WHAT THIS TASK INVOLVES: Rewrite the entries below, substituting "enclosing box" for every occurrence of "bounding box" and keeping all other text unchanged.

Recorded data:
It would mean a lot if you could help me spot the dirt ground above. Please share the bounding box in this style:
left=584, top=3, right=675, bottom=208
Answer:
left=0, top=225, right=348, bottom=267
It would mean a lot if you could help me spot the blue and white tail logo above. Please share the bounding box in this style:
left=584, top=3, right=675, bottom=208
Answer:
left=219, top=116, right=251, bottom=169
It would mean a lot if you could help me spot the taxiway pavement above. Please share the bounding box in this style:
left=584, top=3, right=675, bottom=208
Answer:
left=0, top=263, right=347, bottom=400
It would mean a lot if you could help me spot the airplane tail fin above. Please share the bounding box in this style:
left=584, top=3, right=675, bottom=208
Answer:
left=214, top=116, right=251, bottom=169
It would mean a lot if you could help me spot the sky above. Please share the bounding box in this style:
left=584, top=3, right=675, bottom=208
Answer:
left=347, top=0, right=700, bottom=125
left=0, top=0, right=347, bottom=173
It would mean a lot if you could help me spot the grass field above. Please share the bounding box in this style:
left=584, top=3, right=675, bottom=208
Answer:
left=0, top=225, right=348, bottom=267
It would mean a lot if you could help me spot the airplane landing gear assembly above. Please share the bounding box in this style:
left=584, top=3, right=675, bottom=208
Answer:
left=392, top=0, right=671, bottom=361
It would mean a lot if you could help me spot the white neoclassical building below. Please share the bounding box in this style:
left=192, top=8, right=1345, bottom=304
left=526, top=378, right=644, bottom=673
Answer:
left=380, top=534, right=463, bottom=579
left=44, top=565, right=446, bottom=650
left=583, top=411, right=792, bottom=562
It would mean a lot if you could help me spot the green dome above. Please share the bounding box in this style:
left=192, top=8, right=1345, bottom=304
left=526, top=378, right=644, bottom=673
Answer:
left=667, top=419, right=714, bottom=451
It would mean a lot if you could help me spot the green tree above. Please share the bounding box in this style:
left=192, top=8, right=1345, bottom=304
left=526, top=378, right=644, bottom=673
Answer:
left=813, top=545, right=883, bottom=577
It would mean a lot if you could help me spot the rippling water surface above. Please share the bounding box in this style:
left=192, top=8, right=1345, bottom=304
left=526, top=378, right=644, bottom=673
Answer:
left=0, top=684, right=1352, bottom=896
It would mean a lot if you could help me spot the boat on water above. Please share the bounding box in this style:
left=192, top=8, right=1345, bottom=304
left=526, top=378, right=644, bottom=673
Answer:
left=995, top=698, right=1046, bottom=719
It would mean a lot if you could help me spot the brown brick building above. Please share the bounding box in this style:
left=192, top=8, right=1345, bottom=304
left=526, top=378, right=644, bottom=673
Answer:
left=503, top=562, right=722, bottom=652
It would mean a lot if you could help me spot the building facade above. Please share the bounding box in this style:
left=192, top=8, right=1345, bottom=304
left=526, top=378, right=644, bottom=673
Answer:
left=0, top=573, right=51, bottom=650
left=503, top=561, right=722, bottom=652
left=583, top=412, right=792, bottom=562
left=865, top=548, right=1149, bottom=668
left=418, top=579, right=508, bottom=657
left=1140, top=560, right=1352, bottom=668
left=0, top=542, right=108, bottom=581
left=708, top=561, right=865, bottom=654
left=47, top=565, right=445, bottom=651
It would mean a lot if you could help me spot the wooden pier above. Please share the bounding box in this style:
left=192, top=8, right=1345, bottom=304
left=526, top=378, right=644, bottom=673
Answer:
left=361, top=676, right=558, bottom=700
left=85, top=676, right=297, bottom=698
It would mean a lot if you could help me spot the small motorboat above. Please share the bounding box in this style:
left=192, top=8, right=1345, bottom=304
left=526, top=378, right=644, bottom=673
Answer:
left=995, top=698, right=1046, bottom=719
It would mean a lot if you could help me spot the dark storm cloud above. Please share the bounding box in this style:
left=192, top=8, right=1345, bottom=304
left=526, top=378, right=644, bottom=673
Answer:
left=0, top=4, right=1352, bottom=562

FINISHED ANSWER:
It would mean a lot if you could help me spot the dirt ground above. Please share the enclosing box in this style:
left=584, top=3, right=675, bottom=208
Answer:
left=0, top=225, right=348, bottom=267
It would mean a lot if you could help me spot the blue and white tail logo above. Please share the enclosing box in this style:
left=584, top=3, right=675, bottom=208
Answer:
left=219, top=116, right=251, bottom=169
It would mean a lot if you could help me spot the taxiway pavement above. Please share the enclosing box in this style:
left=584, top=3, right=675, bottom=208
Answer:
left=0, top=263, right=347, bottom=400
It would mean a lot if you could help me spot the airplane tail fin above. Please share the enclosing box in this style:
left=584, top=3, right=675, bottom=208
Answer:
left=214, top=116, right=251, bottom=169
It would mean a lot if you could help me spot the sky above. Please share the enclosing box in this style:
left=584, top=3, right=675, bottom=208
Answer:
left=347, top=0, right=700, bottom=125
left=0, top=0, right=347, bottom=173
It would mean a lot if you could help me spot the grass field above. Please share the enclosing box in this style:
left=584, top=3, right=675, bottom=208
Answer:
left=0, top=225, right=348, bottom=267
It would mean a lot if you could help me spot the airplane landing gear assembly above. Please share the enclosing box in this style:
left=584, top=3, right=675, bottom=208
Answer:
left=392, top=0, right=671, bottom=361
It would mean a lot if you could help me spot the white neoclassical building below. Please share the enclosing box in this style:
left=192, top=8, right=1345, bottom=304
left=526, top=378, right=644, bottom=673
Answer:
left=380, top=534, right=463, bottom=579
left=44, top=565, right=446, bottom=650
left=583, top=411, right=792, bottom=562
It would mean a lot if you could help me spot the green dome above. Please share the enclosing box in this style:
left=192, top=8, right=1345, bottom=304
left=526, top=378, right=644, bottom=673
Answer:
left=667, top=419, right=714, bottom=451
It would mean a lot if you could help me spot the green tree above. Please share the enclosing box in this style:
left=192, top=8, right=1345, bottom=304
left=526, top=378, right=644, bottom=673
Answer:
left=813, top=545, right=883, bottom=577
It would mean a lot if you could help me spot the rippling water surface above. Please share the enclosing box in this style:
left=192, top=8, right=1345, bottom=304
left=526, top=378, right=644, bottom=673
Answer:
left=0, top=684, right=1352, bottom=896
It would mean a lot if you could help me spot the boat on water above. Please share the enclosing box in this style:
left=192, top=8, right=1345, bottom=304
left=526, top=378, right=644, bottom=673
Answer:
left=995, top=698, right=1046, bottom=719
It would mean a lot if you could help me spot the brown brick building above. Please share the enclosing box in this style:
left=192, top=8, right=1345, bottom=304
left=526, top=378, right=644, bottom=673
Answer:
left=503, top=562, right=722, bottom=652
It would mean a lot if you could help me spot the building facade above. Please share the enclosing box in this style:
left=192, top=8, right=1345, bottom=304
left=526, top=378, right=644, bottom=673
Answer:
left=0, top=573, right=51, bottom=650
left=503, top=561, right=722, bottom=652
left=583, top=412, right=792, bottom=562
left=865, top=548, right=1149, bottom=668
left=418, top=579, right=508, bottom=657
left=1140, top=560, right=1352, bottom=668
left=0, top=542, right=108, bottom=581
left=708, top=561, right=865, bottom=654
left=47, top=565, right=445, bottom=651
It would mean a lot if you could help me spot the wooden pier above. Please share the enclosing box in this style:
left=192, top=8, right=1345, bottom=304
left=526, top=378, right=644, bottom=673
Answer:
left=361, top=676, right=558, bottom=700
left=85, top=676, right=297, bottom=698
It would mean a lot if you could help me spot the small motorboat above. Please share the enclosing box in this style:
left=192, top=8, right=1345, bottom=304
left=526, top=378, right=644, bottom=673
Answer:
left=995, top=698, right=1046, bottom=719
It would mean a lot if you could help me spot the dark storm cloud above. Please share the enclosing box in this style:
left=192, top=8, right=1345, bottom=304
left=526, top=378, right=644, bottom=673
Answer:
left=0, top=4, right=1352, bottom=562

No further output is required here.